Box-labeled dataset extracts:
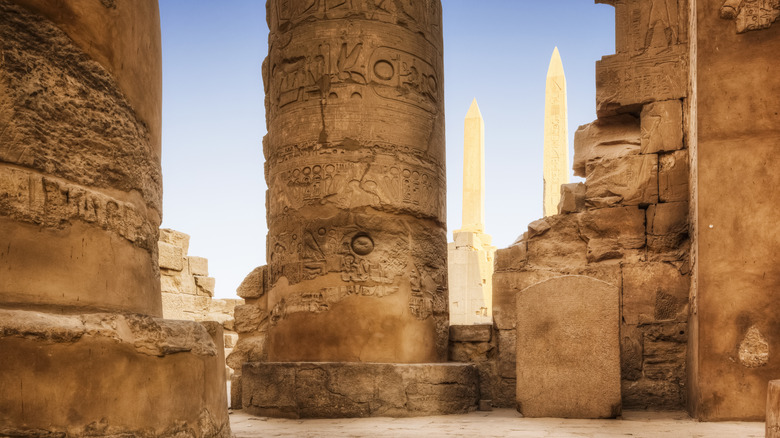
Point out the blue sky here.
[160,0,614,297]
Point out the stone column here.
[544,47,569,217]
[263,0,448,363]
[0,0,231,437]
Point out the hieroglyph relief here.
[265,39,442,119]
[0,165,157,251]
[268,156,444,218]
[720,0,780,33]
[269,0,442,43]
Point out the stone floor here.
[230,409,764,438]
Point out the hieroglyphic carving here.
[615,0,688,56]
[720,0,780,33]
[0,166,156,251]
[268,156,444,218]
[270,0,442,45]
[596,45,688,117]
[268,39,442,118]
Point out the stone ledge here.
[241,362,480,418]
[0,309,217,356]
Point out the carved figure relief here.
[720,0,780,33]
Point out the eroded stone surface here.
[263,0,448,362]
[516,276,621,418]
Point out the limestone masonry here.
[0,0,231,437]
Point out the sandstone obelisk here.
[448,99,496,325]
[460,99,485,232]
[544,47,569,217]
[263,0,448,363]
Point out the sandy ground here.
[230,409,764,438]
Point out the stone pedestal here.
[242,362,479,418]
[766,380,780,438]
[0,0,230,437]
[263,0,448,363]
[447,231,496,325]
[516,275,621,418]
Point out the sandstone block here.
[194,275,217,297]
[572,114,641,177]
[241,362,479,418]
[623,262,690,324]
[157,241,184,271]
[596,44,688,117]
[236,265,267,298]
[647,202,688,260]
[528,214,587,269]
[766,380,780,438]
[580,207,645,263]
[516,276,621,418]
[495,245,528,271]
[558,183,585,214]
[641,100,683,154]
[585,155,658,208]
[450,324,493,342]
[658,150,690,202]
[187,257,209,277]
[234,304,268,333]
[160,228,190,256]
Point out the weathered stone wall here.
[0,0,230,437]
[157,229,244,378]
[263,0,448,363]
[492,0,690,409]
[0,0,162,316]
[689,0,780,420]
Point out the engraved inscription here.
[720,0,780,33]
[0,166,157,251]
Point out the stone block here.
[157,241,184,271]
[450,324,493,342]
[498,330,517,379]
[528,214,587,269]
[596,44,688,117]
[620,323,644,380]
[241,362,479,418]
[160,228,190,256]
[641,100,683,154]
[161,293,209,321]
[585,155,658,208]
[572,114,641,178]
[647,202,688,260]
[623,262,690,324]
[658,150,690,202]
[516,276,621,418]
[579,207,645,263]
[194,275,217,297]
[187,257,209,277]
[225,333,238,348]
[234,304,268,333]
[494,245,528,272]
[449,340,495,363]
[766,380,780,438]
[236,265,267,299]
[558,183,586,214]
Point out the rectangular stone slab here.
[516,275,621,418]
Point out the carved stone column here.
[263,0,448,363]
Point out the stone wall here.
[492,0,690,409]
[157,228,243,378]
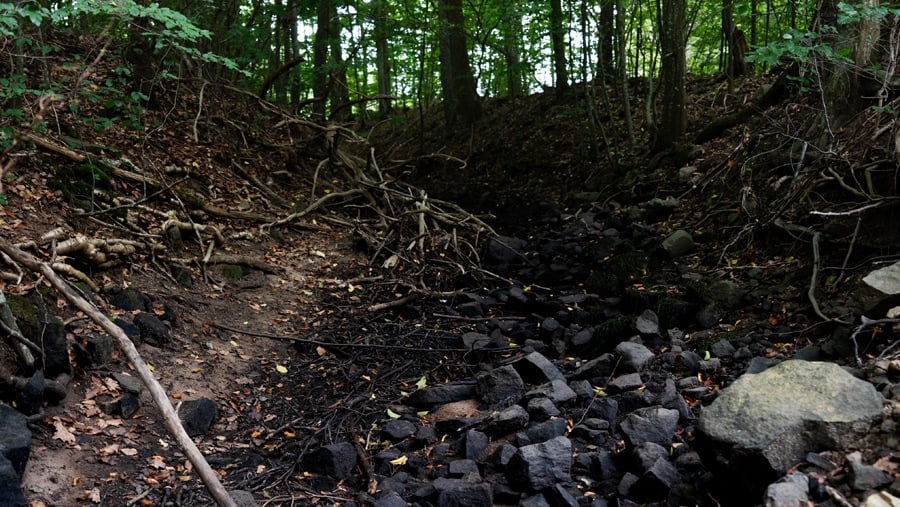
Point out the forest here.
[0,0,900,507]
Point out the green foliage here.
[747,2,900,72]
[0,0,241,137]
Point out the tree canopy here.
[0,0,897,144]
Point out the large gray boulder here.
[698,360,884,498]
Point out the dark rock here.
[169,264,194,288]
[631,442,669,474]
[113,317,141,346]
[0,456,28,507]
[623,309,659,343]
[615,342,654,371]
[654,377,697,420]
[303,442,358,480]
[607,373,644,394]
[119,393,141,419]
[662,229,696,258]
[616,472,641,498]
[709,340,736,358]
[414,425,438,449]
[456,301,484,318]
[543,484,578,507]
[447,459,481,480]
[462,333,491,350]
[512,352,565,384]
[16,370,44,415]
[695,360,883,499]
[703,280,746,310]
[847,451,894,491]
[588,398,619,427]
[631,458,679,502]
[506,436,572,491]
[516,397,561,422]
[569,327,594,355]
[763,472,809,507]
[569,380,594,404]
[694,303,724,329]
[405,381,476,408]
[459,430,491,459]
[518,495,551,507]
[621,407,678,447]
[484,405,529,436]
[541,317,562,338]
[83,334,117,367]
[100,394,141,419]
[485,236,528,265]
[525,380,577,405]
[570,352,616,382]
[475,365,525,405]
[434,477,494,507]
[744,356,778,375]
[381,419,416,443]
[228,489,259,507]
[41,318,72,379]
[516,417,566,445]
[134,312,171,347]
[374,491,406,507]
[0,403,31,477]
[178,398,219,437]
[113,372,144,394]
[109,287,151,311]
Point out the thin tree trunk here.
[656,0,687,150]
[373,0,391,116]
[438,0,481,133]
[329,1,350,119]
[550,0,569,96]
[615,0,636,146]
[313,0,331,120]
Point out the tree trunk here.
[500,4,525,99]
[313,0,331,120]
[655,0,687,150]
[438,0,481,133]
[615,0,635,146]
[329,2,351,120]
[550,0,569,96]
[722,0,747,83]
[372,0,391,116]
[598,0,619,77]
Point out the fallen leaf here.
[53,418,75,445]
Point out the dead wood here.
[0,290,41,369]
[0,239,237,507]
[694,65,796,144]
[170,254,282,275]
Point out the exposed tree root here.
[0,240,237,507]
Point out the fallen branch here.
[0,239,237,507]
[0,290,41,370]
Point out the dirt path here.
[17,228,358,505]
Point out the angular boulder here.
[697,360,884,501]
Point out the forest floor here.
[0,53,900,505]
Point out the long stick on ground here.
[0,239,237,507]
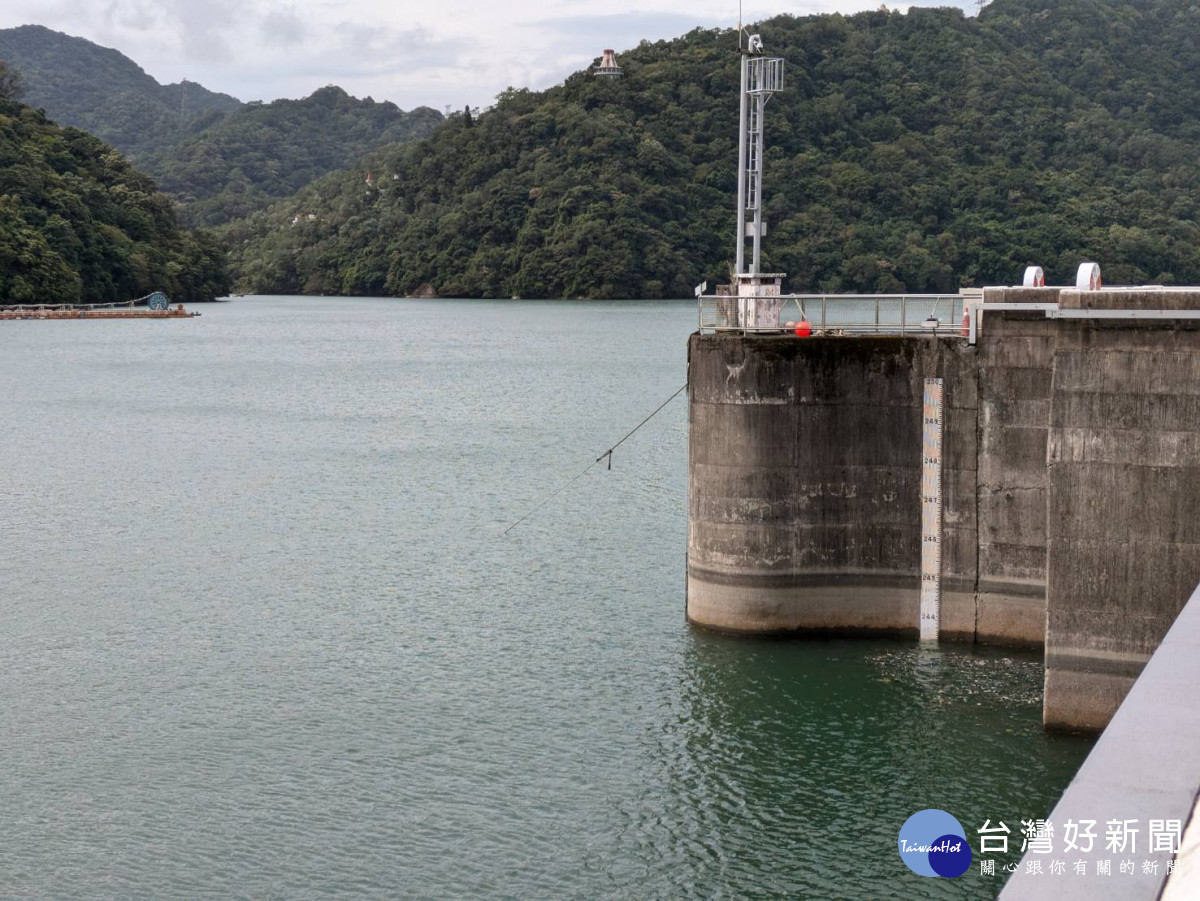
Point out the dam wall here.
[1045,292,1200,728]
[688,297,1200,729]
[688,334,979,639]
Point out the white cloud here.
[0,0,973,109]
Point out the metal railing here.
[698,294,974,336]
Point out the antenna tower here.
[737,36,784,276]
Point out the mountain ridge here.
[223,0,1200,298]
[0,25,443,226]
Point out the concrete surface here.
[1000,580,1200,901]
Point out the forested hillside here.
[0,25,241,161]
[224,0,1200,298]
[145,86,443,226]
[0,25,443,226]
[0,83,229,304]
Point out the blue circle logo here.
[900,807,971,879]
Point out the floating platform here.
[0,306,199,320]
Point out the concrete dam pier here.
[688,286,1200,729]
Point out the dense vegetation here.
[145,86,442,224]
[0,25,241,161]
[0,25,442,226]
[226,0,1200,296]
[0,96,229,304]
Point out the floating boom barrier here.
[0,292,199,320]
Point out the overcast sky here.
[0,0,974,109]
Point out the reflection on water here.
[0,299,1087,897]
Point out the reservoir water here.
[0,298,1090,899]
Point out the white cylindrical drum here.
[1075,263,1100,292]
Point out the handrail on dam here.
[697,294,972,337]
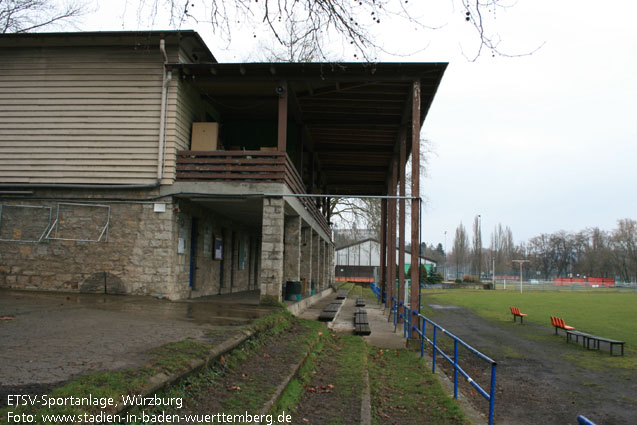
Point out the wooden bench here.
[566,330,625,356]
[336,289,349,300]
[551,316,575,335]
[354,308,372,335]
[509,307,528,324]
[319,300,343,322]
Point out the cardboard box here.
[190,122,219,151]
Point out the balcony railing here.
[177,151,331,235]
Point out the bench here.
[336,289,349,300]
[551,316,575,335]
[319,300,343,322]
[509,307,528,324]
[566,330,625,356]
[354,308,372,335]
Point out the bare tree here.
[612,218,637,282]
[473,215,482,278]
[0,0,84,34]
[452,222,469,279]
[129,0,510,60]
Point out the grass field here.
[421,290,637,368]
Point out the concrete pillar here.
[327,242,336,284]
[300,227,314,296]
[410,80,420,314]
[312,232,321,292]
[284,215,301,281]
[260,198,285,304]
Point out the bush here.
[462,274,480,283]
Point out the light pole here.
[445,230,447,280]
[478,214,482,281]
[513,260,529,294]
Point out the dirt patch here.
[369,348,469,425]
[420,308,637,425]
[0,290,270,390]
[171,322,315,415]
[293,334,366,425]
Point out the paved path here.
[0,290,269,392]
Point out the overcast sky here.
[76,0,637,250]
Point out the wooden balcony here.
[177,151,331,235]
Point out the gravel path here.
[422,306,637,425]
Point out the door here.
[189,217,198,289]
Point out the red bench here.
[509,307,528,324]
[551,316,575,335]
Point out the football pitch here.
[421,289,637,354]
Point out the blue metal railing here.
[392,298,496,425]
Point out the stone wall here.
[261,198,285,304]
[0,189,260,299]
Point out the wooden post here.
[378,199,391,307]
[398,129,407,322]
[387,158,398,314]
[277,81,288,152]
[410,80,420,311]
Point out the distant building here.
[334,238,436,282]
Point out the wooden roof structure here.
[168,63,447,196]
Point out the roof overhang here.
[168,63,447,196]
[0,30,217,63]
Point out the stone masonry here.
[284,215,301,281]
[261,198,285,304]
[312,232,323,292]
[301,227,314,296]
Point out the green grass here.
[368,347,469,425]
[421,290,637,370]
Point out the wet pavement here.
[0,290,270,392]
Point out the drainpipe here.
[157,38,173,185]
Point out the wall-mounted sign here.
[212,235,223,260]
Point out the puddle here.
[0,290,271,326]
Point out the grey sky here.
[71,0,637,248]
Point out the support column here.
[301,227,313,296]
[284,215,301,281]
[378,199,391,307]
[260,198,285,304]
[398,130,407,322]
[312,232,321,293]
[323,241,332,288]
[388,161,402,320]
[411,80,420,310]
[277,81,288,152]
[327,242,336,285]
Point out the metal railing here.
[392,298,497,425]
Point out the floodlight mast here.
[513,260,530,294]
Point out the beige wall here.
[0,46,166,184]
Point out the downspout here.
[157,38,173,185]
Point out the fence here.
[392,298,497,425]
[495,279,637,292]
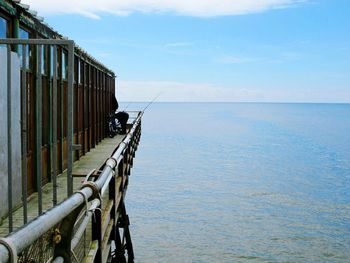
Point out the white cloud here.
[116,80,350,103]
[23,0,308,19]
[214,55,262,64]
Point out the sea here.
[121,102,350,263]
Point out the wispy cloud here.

▸ **Your objective**: Reproduce exactly and only the lines from the line that contains "Point out the floodlight mast here." to the end of the data above, both ends included. No pictures go in the copy.

▸ **Reply**:
Point out the floodlight mast here.
[513,260,530,294]
Point out the beige wall here.
[0,46,166,184]
Point out the downspout here.
[157,38,173,185]
Point out the fence here.
[392,298,497,425]
[495,279,637,292]
Point out the white cloud here.
[116,80,350,103]
[23,0,308,19]
[214,55,262,64]
Point out the sea here.
[121,102,350,263]
Point out the wispy cloud here.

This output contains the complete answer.